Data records
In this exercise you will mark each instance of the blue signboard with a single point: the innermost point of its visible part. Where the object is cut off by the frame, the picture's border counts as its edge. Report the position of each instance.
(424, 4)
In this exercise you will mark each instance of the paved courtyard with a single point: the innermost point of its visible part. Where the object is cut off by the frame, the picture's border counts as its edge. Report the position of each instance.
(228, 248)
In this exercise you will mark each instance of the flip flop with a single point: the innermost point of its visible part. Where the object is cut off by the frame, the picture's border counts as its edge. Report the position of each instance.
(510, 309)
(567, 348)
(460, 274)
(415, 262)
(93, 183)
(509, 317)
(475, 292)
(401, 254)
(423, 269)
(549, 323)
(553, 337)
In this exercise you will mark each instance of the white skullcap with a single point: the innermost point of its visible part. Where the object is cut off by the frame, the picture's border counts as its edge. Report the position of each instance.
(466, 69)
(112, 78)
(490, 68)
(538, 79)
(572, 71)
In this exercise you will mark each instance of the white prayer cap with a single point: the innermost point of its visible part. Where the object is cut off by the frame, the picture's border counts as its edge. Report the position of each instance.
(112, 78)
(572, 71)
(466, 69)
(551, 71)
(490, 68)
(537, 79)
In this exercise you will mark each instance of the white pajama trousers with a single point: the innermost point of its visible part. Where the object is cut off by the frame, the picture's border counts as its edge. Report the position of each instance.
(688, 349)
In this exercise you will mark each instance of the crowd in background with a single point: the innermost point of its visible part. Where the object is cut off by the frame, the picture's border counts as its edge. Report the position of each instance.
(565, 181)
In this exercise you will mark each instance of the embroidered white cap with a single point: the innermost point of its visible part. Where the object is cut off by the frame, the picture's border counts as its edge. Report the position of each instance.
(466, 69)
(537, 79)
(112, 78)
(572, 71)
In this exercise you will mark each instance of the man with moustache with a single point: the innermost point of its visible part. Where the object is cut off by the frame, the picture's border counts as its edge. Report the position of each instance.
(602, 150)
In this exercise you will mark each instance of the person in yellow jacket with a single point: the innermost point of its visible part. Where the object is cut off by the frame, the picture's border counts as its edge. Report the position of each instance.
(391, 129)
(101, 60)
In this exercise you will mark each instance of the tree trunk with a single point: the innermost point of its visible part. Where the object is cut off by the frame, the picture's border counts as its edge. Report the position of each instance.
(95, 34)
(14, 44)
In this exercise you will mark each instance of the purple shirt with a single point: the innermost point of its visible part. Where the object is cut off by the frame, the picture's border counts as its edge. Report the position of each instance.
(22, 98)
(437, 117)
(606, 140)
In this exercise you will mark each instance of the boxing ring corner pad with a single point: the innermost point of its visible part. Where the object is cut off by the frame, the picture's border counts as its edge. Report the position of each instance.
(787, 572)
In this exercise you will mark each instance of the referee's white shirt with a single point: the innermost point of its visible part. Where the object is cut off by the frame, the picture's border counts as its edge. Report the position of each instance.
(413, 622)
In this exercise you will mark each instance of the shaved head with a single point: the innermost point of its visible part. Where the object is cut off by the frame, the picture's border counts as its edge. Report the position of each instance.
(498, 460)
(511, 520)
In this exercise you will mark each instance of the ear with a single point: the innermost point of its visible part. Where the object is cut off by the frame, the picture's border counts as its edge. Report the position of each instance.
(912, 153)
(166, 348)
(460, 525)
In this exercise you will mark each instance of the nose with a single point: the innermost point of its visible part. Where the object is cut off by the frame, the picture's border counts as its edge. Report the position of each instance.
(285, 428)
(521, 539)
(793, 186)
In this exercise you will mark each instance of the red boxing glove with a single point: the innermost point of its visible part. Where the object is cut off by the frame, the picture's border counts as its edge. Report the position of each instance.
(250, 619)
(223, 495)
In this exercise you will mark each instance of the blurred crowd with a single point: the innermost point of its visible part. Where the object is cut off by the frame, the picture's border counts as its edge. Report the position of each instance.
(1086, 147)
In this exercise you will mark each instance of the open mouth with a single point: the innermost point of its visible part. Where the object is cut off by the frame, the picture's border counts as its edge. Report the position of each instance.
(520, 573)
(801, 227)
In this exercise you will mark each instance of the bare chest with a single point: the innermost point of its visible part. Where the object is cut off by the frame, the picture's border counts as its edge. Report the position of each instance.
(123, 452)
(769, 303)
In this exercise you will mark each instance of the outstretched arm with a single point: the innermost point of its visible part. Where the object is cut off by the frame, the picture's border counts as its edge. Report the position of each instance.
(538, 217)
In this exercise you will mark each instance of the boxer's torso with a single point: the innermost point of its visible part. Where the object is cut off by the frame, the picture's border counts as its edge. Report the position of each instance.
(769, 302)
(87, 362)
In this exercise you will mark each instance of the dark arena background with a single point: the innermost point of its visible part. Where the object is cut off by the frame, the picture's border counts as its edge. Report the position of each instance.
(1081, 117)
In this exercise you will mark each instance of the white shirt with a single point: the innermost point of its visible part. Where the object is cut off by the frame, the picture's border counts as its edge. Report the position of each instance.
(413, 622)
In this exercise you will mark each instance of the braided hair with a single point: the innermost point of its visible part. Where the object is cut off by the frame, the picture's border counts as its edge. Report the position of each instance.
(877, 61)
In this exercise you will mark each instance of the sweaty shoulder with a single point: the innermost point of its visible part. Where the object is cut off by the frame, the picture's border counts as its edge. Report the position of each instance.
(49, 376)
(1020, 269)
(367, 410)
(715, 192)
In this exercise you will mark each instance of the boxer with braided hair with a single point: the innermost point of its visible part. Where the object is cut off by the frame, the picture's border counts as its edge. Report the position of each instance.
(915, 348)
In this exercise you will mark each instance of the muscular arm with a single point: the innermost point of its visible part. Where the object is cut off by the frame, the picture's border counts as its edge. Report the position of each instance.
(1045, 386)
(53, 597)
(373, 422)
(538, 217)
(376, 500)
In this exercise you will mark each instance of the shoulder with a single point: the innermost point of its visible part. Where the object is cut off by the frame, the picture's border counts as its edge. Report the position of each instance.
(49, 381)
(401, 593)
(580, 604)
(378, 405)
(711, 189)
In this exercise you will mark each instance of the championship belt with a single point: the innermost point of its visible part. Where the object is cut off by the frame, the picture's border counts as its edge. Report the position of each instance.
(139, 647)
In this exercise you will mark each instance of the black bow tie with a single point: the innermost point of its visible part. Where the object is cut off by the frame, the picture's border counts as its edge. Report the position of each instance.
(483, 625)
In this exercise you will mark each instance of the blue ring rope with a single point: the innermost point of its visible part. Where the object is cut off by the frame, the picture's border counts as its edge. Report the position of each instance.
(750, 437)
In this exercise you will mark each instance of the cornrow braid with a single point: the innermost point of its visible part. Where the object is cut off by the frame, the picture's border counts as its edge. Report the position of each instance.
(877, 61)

What to produce:
Word for word, write out all the lines shown above.

Exercise result:
In this exercise you will mark each instance of the blue signboard with a single point: the innermost point of its visible part. Where the object is cut off by the frame, the picture's border counts as its edge. Report the position of each instance.
(424, 4)
In this exercise you will mark each instance of the paved courtyard with a single point: the innermost point of its visible part. Where the object is cut off by the frame, the picture's border counts as its edge. Report the position of each instance.
(228, 248)
In this exercise you will mark each instance of the flip flop with a single point: the innermost point of its visible part. Where the object is cut off by the frame, the picture's border counts as its edge. Report the position of each instance.
(510, 309)
(567, 348)
(460, 274)
(415, 262)
(93, 183)
(509, 317)
(475, 292)
(401, 254)
(423, 269)
(549, 323)
(553, 337)
In this exercise you will mark each instance of the white skullcap with a single point: the innermost point of its visible part. Where the object is cut off by the frame, the picture's border counts as its edge. Report the position of each instance.
(466, 69)
(112, 78)
(490, 68)
(538, 79)
(572, 71)
In this exercise you will mark each instance of the white prayer cap with a single point: the innermost point of its visible part. Where the object is cut off by the frame, the picture's border counts as its edge. Report the position of each instance.
(112, 78)
(572, 71)
(466, 69)
(551, 71)
(490, 68)
(537, 79)
In this exercise you will mark each instance of the white pajama trousers with a single point: the innermost point of its visible part. Where the object is cut off by the frame, the picture's border counts as its edge. Report the position of each instance.
(688, 349)
In this exercise you will mark each instance of the crowd in background with a single point: the innermost point of its visible part. Where the object is cut off by the frame, the picture's border counts as its edge. Report the position of each instance.
(565, 181)
In this exercise you will mark each instance of the embroidered white cap with a single point: the innermost point of its visible part. Where the object is cut off by the frame, the picture's border counts as its edge. Report the position of each instance.
(466, 69)
(537, 79)
(112, 78)
(572, 71)
In this exercise you will mark each instance of the man with moustache with a single point: the innermost point of its visible part. Where the object is cut off by the frame, the picture's border counts as its edge. Report the position of each instance.
(602, 150)
In this exercise you will mark each instance of the person in yellow jacket with a single point: the innermost point of its visible part. Where the object is cut off by the frame, the picture's border counts as its edge. Report the position of each instance.
(391, 129)
(101, 60)
In this exercise you will mark each instance of the tree trunk with a single point: the innermost point of its visible part. Where the object is cut off by the frame, the picture's border counts as its edge. Report the position of each instance.
(95, 34)
(14, 44)
In this exercise you will mark each instance of the purple shirt with a single point: the innermost point of its visible part. Where the object is cut off by the frame, the picture's border counts as its edge. Report the position of each instance.
(22, 98)
(437, 117)
(606, 140)
In this exercise you will mark each instance of the boxing ring corner pad with a single point: the innermost point of its visible part. Where the object is cut off by the frame, the picture's border counts as its edge. Report the position of each instance.
(787, 572)
In this exercise you will mark each instance of the referee's white shirt with a single point: the innermost point of its visible part. Where the object is cut off by the frame, the picture's border counts as its edge. Report the position of each instance.
(413, 622)
In this exercise you will mark each instance of the shaved head with a single point: the innermost point of its visible part. Where the object is cut off by the frame, the picture's border counts as its edge. Report the position of each instance.
(498, 460)
(511, 520)
In this exercise you will mark each instance of the ear with a single point: the innermost point of its visible part. Where the object is cut off by the frame, the picture's border counts as its edge. Report the position of each instance.
(912, 153)
(166, 348)
(460, 525)
In this exercise you will mark each instance of the nose with a single point: the innermost point of its visible part. Where the object is cut off by the frame, the picture's border counts as its edge. Report the position of each instance.
(285, 428)
(521, 539)
(793, 186)
In this exercise you will mark each instance of the red boxing glove with a single point: the innermost point of its visible part. Where the object is cut off by the frame, the picture's border counts as its edge. Report the position of each instance.
(250, 619)
(223, 495)
In this exercise you will mark each instance of the blurred crowd with a single point: the innermost point of its visible part. Where the object is cut off by the frame, the picture's border counts as its edge. Report the position of each instance.
(1086, 147)
In this exercise you will mark each instance of the open mouth with a single point: the innermost point of its visible part. Where the object is cut off by the frame, the picture's border counts as its edge. Report the position of each instance.
(520, 573)
(801, 227)
In this exercise you will mark each instance of the bare chest with a single point: the innermost point of its visible part. Where the object is cut off by the frame, the picture's border counts as its edge. Report the position of each instance.
(123, 452)
(769, 303)
In this exercise you will mark each instance of the outstretched arm with a single point: the innermost point of its visible part. Where the object is cut off by the frame, the picture's border counts as its edge. Report the position of each instance.
(538, 217)
In this exercise you will mark each instance of the boxer's torso with a single point: the innermost point of its visible part. Where the object is cut off by the frame, the picture's border counts as its edge. Report the position of each instance.
(769, 302)
(87, 362)
In this exercise you will mark each instance of the dark arena background with a single point: the innermost point of its visible part. Where the object is cut off by the frame, the picture's border counts as its edge. Report the position of each instance.
(1081, 117)
In this exercise you will mark each instance of the white shirt with a single point: the innermost point of its visible part. Where the object is cut off by the frame, the picture's border counts as its edge. Report the position of each instance.
(413, 622)
In this exercise you will mark each instance of the braided hair with a single point: the innermost point of its visible part. Where the object is cut off by the frame, the picture's border counts as its edge. Report the position of each instance.
(877, 61)
In this exercise you will mark each instance of the sweaty shoulder with a single point: the innermost point of its visible part. Where the object is cut off by the frame, the picture's border counts as its edge. Report the position of each instance.
(49, 376)
(1020, 269)
(367, 410)
(715, 192)
In this exercise you will mark each instance of the boxer with braided hair with a single point: the innermost point of its visible part. Where the object is cut off by the frame, the picture's border counts as its edge. Report the position of each instance.
(915, 348)
In this exercise you will mark each instance of the muscular arm with a single point: the innermost point of its visible part. Where the object is cut off by the frame, the picture's border counts as its edge. Report the position of each instance.
(1045, 386)
(53, 597)
(373, 422)
(538, 217)
(376, 500)
In this exercise you will mark each instance of the shoulder with a single point: the innermost point of its visible part. Where the object is cut off by the frame, the picture's border counts as its edge. Report the position of each instance.
(49, 381)
(401, 593)
(580, 604)
(378, 405)
(711, 189)
In this exercise you will mark each instance of the championship belt with a single point: the innermost point of its visible part. Where the object is cut off by the frame, the picture's border counts as its edge. Report the position of each instance.
(139, 647)
In this exercise you will mark each instance of the black bow tie with a single point: the innermost point of its visible part. Where the object is cut off by the frame, the picture's border counts as its edge. Report the position of each instance.
(483, 625)
In this exercise you will mark each instance of the blue ring rope with a single point: the innermost point of its visible part. Where the object is cut off by the frame, the picture's border counts as its edge. Report the position of each instance.
(750, 437)
In this exercise you will mark each instance of the cornrow braid with a single point: the innermost point of its visible part. Where the object is cut off by the frame, the picture's border counts as its edge. Report the position of each instance.
(877, 61)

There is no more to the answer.